- [EXERCISE OBJECTIVE]: Please find every line in the items below that contains the word "blue", matching case, and copy each one.

* start LISTED RECORDS *

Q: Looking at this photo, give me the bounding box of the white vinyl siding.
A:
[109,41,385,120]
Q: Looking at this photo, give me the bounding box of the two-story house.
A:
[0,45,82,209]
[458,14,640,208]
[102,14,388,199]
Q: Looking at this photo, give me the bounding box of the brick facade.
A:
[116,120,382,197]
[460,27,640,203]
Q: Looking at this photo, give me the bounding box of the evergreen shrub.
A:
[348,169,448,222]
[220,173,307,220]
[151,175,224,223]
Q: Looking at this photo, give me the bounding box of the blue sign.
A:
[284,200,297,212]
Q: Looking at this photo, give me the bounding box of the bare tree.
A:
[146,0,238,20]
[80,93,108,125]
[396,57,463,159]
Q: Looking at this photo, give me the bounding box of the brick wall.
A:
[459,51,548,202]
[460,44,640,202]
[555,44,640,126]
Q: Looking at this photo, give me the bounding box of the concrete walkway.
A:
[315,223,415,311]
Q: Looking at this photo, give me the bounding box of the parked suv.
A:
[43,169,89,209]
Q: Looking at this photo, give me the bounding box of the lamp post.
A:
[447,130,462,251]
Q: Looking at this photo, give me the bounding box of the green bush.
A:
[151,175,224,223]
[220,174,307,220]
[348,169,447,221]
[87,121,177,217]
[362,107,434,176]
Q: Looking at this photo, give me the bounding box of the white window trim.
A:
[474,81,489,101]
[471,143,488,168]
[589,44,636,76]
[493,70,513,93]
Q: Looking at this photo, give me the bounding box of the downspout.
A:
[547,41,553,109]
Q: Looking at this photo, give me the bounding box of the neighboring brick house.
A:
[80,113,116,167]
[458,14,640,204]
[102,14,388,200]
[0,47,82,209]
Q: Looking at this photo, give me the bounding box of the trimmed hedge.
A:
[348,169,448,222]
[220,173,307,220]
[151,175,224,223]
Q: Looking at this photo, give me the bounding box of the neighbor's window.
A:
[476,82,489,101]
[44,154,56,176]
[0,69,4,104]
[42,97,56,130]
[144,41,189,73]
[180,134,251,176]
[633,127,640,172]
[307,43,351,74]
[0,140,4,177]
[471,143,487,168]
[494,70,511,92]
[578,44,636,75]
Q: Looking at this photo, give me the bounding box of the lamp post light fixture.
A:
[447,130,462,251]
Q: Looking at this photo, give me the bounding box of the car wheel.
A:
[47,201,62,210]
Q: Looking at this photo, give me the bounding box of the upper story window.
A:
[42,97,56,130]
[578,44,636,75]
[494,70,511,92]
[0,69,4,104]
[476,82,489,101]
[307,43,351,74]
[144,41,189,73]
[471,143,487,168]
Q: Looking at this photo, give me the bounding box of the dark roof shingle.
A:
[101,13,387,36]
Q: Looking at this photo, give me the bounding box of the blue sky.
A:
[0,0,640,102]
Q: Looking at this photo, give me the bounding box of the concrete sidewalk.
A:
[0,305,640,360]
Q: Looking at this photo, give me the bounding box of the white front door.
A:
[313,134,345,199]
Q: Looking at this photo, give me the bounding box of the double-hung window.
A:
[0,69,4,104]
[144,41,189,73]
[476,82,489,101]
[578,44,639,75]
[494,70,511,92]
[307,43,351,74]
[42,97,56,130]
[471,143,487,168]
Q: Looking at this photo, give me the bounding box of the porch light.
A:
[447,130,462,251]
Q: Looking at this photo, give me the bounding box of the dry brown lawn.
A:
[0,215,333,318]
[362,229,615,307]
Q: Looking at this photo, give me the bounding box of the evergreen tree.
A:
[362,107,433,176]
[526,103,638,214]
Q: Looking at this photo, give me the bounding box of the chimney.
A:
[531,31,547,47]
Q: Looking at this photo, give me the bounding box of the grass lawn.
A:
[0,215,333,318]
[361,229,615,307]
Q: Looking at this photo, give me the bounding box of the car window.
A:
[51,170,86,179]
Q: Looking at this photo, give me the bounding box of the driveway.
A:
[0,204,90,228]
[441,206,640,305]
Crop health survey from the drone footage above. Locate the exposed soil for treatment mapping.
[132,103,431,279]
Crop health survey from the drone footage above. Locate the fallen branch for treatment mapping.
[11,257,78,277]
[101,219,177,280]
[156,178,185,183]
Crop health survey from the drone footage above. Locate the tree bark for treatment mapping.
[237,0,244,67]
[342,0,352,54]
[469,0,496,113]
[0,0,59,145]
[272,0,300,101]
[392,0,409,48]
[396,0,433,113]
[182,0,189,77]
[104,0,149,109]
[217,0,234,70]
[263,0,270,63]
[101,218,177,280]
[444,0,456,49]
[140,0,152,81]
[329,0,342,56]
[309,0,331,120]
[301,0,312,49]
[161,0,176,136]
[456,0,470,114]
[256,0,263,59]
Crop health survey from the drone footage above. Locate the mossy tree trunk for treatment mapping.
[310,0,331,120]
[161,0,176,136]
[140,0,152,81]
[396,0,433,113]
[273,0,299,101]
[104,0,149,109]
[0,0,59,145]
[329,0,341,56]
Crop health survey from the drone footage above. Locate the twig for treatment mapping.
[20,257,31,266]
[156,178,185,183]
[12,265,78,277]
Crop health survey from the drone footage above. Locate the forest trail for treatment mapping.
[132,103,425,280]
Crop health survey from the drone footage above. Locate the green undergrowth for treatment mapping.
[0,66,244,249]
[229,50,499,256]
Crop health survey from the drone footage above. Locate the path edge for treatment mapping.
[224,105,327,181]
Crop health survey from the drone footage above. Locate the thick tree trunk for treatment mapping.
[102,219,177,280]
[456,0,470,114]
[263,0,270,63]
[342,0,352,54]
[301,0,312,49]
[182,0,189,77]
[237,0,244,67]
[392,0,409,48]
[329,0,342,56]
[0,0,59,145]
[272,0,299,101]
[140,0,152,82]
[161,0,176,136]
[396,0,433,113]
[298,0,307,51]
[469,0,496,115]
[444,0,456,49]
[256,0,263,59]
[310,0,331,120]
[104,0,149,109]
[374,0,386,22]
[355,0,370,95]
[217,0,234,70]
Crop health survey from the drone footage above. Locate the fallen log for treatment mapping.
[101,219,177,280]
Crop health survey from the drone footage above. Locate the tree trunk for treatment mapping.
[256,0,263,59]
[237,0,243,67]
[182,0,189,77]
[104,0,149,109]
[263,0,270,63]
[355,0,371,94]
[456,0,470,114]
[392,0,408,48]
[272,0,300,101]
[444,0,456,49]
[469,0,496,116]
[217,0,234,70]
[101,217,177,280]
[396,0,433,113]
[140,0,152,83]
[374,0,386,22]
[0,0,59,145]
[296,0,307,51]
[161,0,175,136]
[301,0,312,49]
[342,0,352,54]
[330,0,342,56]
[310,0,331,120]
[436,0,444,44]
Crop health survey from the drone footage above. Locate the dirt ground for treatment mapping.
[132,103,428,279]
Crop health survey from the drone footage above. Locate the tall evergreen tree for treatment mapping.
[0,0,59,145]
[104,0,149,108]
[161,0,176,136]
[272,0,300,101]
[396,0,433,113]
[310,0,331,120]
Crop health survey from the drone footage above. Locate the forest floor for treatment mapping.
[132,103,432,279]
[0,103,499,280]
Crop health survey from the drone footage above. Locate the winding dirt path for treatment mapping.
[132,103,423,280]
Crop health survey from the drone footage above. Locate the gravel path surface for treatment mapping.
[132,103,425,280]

* end LISTED RECORDS *

- [SOLUTION]:
Q: Looking at this photo, give me the bounding box of the blue sign.
Q: Looking at this photo, give me the bounding box of the blue sky.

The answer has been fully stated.